[WRITTEN REQUEST 1]
According to the fantasy football waiver report, what was the final score of Cincinnati's loss to the New York Jets?
[WRITTEN REQUEST 2]
From the fantasy football waiver report, copy word for word the passage that starts with the words containing "Nobody can accurately" and ends with "for Week 2.".

[PAGE EXCERPT]

Waiver Report

Nobody can accurately predict the future on a regular basis. So it is inevitable that, in fantasy football, players that were completely ignored on Draft Day will emerge from the Week 1 woodwork. Throw in the unplanned-for injuries (Charles Rogers, Steve Smith, et al) and what you have is a lot of owners scrambling to the waiver wire to restock for Week 2.

Each week, I'll be here to offer guidance for those in a mad dash to free agency, offering up the top prospects still available in many fantasy leagues:

Quarterbacks
Carson Palmer, Cincinnati –18-for-27, 248 yards, 10 rushing yards, 2 TD passes, 1 INT
Alright, I'll admit it. I had Palmer tabbed for disappointment early on in '04. But Week 1 offered nothing but optimism for the '03 No. 1 overall draft pick. He was accurate, strong-armed and decisive in a 31-24 loss to the New York Jets. Perhaps Palmer's most glowing review came from Bengals WR T.J. Houshmandzadeh, who said: "He knows where [receivers] are going to be. He knows the check-offs. It's natural for him. He has been a quarterback his whole life. He's going to be good, man. He's not afraid to make any throw. If we can execute a little better, he's going to the Pro Bowl." Palmer clearly is going to merit looks as a fantasy backup. In fact, Daunte Culpepper and Matt Hasselbeck owners might want to look to Palmer as their Week 4 bye fill-in, as the Bengals will face a porous Pittsburgh secondary.

Vinny Testaverde, Dallas –29-for-50, 355 yards, 1 TD, 0 INT
I don't think anyone expected Testaverde to throw 50 times in the opener. But with no running game and facing a scoreboard deficit, Dallas had little choice but to turn to the arm of the 41-year old. Given his weapons – Keyshawn Johnson, Terry Glenn, Antonio Bryant and Jason Witten – Testaverde can make a strong case to reside on fantasy rosters as a backup. And until Dallas establishes any semblance of a rushing attack, 40-50 passes could be a regular afternoon for Vinny.

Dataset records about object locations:
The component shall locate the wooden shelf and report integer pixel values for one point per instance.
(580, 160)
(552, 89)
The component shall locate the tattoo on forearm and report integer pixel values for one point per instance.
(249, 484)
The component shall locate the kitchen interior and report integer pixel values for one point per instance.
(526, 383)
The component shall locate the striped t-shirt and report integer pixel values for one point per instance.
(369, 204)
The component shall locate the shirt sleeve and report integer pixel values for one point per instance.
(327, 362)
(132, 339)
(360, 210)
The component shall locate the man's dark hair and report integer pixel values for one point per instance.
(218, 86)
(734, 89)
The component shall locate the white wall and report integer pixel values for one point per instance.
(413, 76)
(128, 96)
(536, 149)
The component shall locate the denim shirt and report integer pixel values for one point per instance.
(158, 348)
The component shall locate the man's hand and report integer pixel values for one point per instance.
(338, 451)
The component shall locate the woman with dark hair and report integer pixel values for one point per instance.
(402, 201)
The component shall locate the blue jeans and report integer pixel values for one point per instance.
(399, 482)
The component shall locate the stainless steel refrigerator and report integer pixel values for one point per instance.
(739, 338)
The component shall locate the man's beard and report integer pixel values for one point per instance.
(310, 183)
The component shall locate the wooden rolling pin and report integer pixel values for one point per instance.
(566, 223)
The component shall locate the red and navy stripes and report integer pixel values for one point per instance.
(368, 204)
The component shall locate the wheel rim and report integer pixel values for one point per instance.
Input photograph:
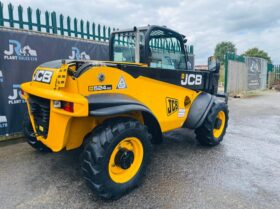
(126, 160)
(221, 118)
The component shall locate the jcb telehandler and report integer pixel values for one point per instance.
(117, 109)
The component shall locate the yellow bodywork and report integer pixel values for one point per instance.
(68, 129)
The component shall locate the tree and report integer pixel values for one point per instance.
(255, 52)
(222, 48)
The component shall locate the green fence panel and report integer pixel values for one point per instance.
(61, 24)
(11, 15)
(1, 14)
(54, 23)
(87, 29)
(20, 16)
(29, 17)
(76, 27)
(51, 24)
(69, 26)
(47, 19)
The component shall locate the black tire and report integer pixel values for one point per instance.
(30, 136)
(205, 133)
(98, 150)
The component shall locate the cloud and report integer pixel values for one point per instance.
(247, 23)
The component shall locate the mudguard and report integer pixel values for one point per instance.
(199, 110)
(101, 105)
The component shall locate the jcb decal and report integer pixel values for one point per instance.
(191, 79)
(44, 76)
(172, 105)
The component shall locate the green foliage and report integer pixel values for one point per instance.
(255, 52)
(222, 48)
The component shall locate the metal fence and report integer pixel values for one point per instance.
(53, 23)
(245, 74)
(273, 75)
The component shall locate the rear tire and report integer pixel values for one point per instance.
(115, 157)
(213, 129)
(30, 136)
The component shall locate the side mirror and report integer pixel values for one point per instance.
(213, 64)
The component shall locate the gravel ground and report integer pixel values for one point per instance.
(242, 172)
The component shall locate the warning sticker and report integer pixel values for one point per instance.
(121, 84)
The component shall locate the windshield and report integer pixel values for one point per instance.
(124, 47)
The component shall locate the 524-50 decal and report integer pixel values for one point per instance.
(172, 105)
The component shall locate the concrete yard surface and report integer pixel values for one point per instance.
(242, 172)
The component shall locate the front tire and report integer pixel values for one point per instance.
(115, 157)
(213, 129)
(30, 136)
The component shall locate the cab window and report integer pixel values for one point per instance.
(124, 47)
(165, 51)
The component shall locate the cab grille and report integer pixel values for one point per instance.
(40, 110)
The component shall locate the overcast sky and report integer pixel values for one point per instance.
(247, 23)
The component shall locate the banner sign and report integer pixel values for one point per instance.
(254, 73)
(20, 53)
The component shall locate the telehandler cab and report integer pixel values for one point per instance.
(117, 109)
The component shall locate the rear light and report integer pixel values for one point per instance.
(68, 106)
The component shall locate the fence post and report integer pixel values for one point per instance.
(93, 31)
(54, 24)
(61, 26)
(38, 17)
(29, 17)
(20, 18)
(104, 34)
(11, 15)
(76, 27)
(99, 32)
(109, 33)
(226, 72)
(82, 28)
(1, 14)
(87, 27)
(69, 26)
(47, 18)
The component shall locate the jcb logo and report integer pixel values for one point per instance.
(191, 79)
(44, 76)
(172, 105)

[WRITTEN ANSWER 1]
31-24

[WRITTEN ANSWER 2]
Nobody can accurately predict the future on a regular basis. So it is inevitable that, in fantasy football, players that were completely ignored on Draft Day will emerge from the Week 1 woodwork. Throw in the unplanned-for injuries (Charles Rogers, Steve Smith, et al) and what you have is a lot of owners scrambling to the waiver wire to restock for Week 2.